>> START

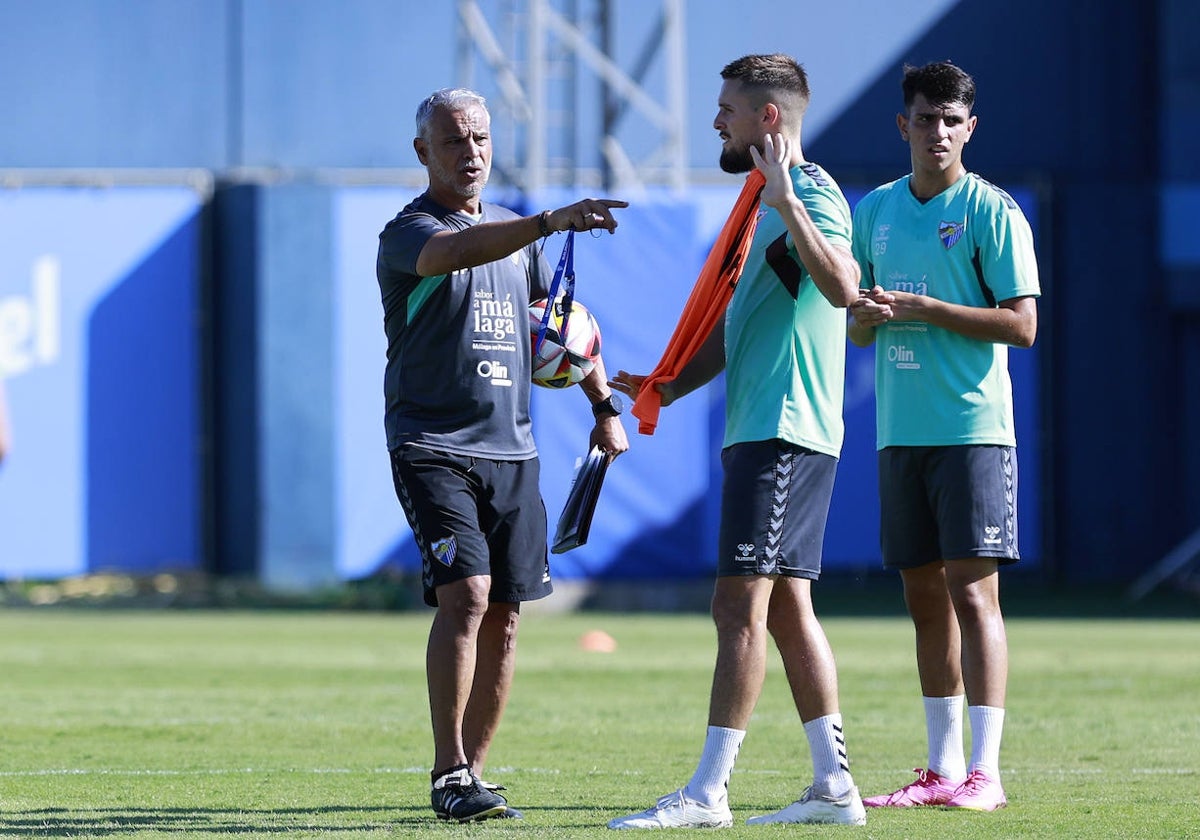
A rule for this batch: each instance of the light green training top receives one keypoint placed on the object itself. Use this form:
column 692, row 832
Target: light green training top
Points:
column 967, row 245
column 785, row 343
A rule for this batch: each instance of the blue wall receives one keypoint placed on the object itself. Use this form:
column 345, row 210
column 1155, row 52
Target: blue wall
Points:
column 263, row 289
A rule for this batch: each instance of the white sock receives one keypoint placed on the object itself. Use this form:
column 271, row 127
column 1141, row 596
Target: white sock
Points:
column 987, row 727
column 943, row 730
column 831, row 766
column 711, row 783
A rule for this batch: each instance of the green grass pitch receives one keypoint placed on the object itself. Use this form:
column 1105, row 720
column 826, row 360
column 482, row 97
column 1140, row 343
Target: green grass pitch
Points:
column 309, row 724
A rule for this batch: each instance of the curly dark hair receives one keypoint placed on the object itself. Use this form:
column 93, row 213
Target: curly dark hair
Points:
column 941, row 83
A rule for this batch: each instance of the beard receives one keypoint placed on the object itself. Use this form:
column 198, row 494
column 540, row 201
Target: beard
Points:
column 450, row 179
column 736, row 161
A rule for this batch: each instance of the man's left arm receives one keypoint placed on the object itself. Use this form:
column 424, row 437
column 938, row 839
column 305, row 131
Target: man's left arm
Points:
column 1012, row 322
column 832, row 267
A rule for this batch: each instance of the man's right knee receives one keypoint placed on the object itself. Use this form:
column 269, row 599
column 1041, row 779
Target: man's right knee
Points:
column 467, row 597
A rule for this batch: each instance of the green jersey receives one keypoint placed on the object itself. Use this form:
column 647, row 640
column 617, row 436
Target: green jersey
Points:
column 969, row 245
column 785, row 343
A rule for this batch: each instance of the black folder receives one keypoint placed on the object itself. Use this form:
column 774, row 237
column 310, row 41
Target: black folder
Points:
column 575, row 521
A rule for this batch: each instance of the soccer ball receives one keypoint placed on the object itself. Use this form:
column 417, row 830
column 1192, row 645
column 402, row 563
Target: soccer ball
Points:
column 563, row 359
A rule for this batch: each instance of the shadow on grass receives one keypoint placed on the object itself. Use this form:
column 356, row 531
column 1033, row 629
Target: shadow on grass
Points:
column 60, row 822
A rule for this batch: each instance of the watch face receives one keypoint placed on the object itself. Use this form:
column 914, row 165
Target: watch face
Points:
column 610, row 405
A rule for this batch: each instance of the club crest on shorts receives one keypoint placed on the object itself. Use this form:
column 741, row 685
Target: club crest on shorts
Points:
column 444, row 550
column 949, row 233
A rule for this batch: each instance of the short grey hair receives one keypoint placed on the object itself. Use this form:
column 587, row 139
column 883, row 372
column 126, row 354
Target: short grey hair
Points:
column 451, row 99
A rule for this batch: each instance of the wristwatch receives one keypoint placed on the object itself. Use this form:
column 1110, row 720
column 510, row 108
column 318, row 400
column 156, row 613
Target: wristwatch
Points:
column 611, row 406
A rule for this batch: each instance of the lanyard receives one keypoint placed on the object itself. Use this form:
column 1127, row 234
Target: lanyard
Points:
column 564, row 275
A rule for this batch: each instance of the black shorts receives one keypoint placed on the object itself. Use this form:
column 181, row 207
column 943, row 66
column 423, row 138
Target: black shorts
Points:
column 473, row 516
column 774, row 505
column 945, row 503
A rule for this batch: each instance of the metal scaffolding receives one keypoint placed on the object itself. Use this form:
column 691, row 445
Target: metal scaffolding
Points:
column 564, row 107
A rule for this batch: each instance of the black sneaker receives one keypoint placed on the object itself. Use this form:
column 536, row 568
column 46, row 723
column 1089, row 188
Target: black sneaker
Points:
column 511, row 813
column 459, row 796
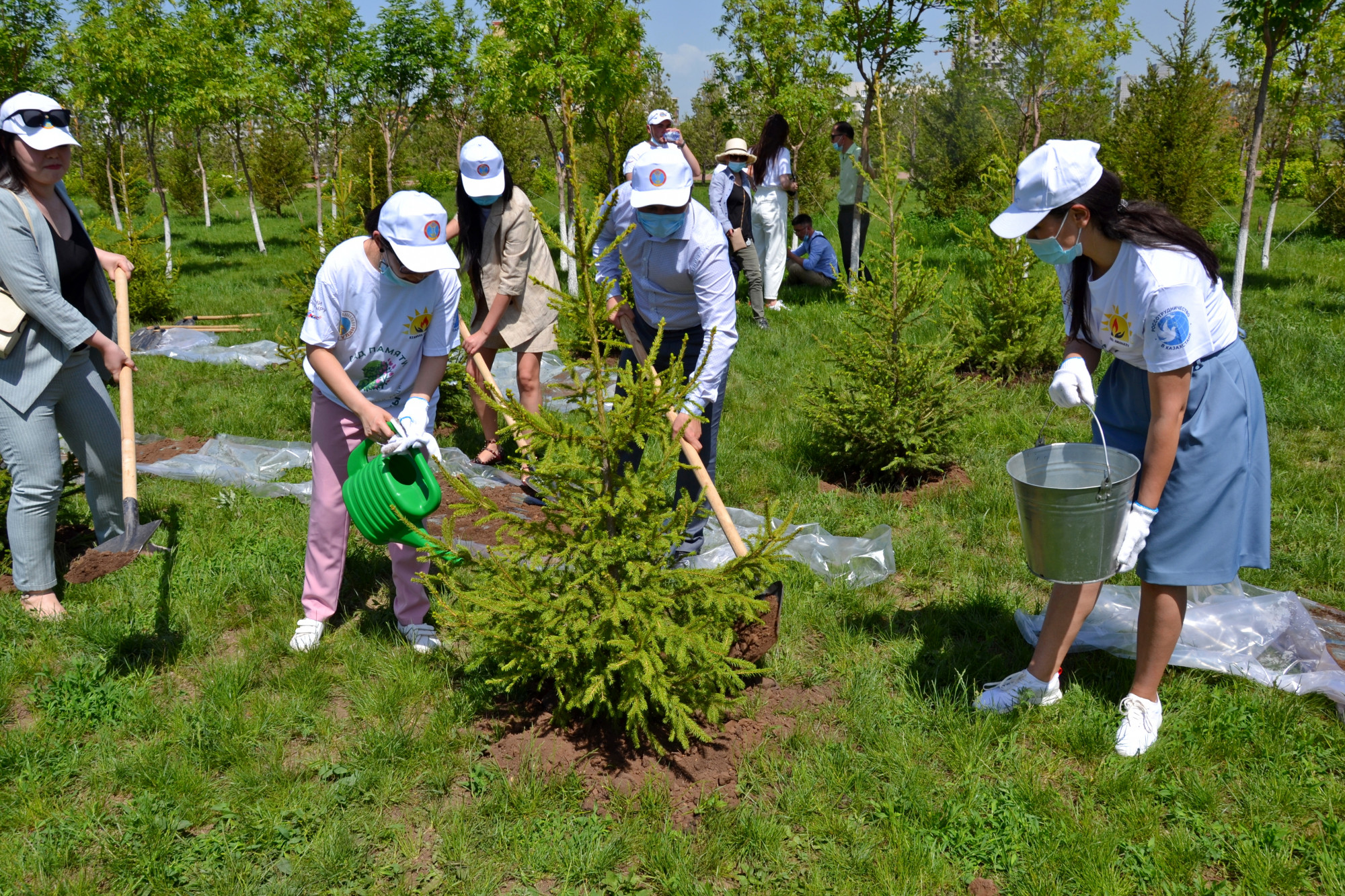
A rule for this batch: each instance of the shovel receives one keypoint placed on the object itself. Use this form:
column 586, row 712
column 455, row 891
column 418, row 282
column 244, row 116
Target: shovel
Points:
column 137, row 534
column 754, row 639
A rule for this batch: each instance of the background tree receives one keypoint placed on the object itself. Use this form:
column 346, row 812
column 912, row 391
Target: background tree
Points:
column 587, row 53
column 781, row 60
column 1055, row 61
column 315, row 52
column 30, row 34
column 1174, row 135
column 1274, row 24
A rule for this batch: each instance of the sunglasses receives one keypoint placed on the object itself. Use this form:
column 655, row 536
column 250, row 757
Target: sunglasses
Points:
column 37, row 118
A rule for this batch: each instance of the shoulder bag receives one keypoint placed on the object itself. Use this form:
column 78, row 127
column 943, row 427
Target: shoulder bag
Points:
column 13, row 318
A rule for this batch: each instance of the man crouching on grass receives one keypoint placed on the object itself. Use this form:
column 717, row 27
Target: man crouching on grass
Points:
column 680, row 272
column 381, row 323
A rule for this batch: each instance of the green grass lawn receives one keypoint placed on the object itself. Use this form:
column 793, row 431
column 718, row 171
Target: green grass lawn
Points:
column 163, row 739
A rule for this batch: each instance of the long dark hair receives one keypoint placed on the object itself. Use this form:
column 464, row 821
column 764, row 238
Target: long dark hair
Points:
column 11, row 174
column 1144, row 224
column 775, row 134
column 471, row 229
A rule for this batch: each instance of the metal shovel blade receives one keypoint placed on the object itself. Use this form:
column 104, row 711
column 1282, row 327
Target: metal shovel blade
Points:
column 135, row 536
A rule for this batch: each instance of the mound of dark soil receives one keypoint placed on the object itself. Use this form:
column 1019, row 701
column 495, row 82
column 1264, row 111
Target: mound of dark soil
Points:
column 166, row 448
column 609, row 764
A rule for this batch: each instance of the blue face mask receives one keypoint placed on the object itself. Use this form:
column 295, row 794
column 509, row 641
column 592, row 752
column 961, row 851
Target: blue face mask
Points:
column 392, row 278
column 661, row 227
column 1054, row 253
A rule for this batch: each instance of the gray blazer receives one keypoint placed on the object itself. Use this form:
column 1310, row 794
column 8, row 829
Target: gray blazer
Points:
column 54, row 329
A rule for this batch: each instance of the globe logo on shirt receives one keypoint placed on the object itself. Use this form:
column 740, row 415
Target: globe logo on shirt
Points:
column 1174, row 329
column 346, row 326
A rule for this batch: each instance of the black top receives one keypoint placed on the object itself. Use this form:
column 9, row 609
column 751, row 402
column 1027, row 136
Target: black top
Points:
column 740, row 205
column 76, row 263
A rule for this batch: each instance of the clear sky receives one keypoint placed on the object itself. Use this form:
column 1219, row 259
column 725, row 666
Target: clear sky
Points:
column 684, row 33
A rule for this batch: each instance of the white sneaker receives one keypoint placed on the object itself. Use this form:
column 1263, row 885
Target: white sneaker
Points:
column 422, row 637
column 1003, row 696
column 1140, row 728
column 307, row 634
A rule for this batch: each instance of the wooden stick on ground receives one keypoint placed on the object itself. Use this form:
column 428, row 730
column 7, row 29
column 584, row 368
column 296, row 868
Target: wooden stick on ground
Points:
column 693, row 456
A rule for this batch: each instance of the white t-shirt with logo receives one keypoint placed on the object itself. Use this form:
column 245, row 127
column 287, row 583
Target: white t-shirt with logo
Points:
column 1156, row 309
column 637, row 153
column 777, row 167
column 379, row 330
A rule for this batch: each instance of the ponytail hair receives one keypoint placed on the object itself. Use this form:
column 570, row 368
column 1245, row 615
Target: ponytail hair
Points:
column 1145, row 224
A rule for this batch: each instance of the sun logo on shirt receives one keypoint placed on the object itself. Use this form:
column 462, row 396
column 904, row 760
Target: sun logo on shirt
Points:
column 418, row 323
column 1118, row 326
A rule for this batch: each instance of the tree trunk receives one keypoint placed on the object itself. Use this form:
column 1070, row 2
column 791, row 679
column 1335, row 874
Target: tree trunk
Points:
column 163, row 196
column 205, row 182
column 864, row 166
column 388, row 157
column 1250, row 188
column 1274, row 194
column 318, row 196
column 252, row 196
column 112, row 190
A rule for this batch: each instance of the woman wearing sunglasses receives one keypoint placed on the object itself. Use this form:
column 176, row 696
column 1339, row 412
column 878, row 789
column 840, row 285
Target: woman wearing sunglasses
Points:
column 50, row 381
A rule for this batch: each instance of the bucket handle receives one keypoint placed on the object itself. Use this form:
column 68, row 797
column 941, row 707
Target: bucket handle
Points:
column 1106, row 455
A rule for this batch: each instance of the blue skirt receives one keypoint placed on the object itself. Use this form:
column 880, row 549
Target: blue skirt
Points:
column 1215, row 510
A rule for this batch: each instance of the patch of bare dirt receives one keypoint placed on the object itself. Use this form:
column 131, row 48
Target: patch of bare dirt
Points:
column 950, row 479
column 96, row 564
column 609, row 764
column 166, row 448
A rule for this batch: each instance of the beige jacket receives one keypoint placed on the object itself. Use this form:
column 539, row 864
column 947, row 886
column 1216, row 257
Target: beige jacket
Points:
column 513, row 252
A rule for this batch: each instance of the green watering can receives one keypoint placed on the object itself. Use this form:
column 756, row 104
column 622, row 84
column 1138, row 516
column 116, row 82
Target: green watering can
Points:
column 376, row 486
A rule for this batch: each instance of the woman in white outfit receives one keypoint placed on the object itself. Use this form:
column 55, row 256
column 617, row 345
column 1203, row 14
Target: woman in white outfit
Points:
column 773, row 173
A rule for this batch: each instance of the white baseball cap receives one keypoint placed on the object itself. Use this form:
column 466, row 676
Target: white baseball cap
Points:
column 415, row 225
column 661, row 178
column 45, row 135
column 1054, row 174
column 482, row 167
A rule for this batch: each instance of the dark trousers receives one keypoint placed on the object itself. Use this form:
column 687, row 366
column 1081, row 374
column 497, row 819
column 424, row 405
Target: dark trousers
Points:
column 845, row 233
column 695, row 536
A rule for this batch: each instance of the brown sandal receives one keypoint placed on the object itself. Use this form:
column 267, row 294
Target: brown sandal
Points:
column 492, row 456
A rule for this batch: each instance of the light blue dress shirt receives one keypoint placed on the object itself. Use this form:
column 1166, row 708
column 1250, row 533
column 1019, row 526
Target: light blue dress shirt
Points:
column 684, row 280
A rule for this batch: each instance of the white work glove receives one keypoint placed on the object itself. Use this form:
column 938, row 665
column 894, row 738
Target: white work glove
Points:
column 1133, row 538
column 1073, row 385
column 414, row 424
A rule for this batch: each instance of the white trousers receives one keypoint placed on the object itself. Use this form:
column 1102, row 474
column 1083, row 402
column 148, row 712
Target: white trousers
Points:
column 771, row 233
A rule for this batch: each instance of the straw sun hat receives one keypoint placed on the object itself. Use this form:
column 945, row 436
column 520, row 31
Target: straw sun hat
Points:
column 734, row 147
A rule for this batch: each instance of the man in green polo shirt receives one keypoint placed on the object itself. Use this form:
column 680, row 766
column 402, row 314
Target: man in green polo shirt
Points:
column 853, row 189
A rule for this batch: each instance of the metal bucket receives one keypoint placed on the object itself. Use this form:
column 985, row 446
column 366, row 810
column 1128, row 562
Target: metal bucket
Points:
column 1073, row 503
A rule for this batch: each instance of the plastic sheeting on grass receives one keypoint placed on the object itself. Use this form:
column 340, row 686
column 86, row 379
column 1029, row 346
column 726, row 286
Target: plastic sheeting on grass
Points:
column 198, row 345
column 1237, row 628
column 855, row 561
column 256, row 463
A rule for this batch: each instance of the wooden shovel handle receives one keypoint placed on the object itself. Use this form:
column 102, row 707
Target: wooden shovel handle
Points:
column 693, row 456
column 485, row 369
column 128, row 404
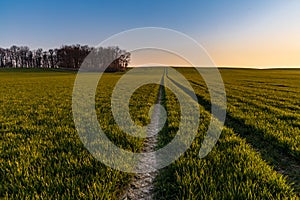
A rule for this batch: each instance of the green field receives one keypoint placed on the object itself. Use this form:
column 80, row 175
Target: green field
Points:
column 256, row 157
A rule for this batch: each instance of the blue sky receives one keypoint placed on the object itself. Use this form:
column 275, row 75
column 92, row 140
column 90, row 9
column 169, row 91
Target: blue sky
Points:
column 235, row 32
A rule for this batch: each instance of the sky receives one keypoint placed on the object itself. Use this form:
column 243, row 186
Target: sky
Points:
column 258, row 33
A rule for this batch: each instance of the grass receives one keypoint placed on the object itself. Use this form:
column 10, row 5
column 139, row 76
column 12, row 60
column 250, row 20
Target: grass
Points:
column 41, row 155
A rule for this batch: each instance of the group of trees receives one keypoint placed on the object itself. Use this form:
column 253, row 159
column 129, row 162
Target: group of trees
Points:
column 71, row 56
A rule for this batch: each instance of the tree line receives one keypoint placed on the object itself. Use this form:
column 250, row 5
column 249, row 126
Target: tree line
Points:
column 67, row 56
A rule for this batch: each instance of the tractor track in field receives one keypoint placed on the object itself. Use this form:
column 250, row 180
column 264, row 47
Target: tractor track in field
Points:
column 142, row 185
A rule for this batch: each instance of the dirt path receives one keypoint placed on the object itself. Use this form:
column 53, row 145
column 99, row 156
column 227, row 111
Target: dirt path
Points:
column 143, row 184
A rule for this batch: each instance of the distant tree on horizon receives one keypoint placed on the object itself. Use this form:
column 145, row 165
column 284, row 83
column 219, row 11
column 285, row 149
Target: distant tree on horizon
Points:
column 67, row 56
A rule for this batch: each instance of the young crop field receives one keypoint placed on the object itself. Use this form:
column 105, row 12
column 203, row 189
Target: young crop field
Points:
column 256, row 156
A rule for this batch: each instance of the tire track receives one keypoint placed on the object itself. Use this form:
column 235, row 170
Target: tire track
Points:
column 142, row 185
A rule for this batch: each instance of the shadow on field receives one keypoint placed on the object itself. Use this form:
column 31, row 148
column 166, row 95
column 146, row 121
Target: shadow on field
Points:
column 274, row 152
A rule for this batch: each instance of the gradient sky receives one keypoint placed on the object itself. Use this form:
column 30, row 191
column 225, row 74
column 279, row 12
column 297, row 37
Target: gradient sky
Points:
column 234, row 32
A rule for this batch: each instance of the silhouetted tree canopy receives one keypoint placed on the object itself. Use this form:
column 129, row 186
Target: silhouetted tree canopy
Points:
column 67, row 56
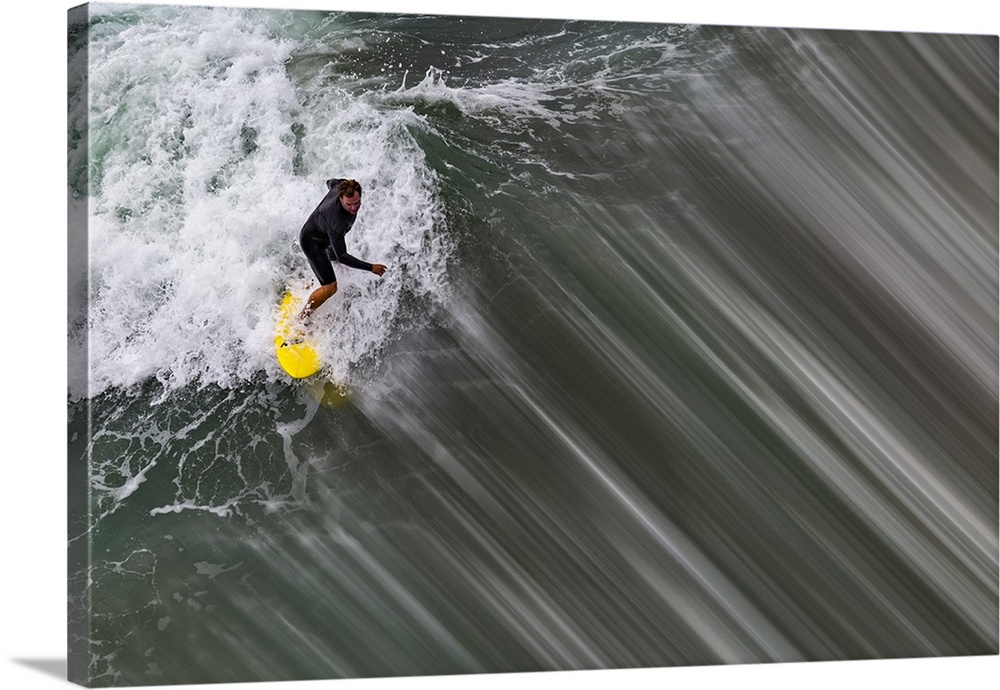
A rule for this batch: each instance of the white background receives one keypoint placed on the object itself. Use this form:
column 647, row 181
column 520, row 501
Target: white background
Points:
column 33, row 490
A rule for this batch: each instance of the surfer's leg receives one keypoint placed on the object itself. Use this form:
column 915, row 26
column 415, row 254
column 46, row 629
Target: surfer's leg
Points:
column 320, row 262
column 316, row 299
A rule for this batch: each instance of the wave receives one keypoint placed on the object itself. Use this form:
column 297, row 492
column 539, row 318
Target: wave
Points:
column 206, row 156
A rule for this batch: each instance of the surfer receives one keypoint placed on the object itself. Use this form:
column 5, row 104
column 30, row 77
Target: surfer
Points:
column 322, row 240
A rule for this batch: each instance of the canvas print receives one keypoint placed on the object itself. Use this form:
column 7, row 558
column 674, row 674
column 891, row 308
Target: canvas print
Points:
column 407, row 345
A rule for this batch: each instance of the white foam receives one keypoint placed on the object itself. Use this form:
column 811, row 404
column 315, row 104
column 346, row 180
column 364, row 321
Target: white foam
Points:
column 197, row 201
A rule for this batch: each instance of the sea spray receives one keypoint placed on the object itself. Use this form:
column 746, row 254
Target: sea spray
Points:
column 206, row 158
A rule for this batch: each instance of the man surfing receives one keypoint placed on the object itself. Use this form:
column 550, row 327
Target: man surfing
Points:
column 322, row 240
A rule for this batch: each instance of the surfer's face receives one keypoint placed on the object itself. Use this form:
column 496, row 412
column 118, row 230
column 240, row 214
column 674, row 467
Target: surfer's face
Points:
column 351, row 203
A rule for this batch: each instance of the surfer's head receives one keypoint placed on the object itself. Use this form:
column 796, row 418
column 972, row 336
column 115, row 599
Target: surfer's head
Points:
column 349, row 192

>> END

[WRITTEN PROBLEM]:
Return the data above verbatim, starting at the line that contains "A rule for this batch: each instance of the clear" and ending at the line that contains "column 307, row 634", with both of those lines included.

[TASK SOLUTION]:
A rule for this batch: each instance of the clear sky receives one keypoint placed on the object itself. Use this form:
column 1219, row 259
column 725, row 666
Target: clear sky
Points:
column 684, row 33
A rule for this batch: each instance of the white sneaker receives one keypoint placed on the object itself. Use this form:
column 1263, row 885
Target: white sneaker
Points:
column 422, row 637
column 1003, row 696
column 1140, row 728
column 307, row 634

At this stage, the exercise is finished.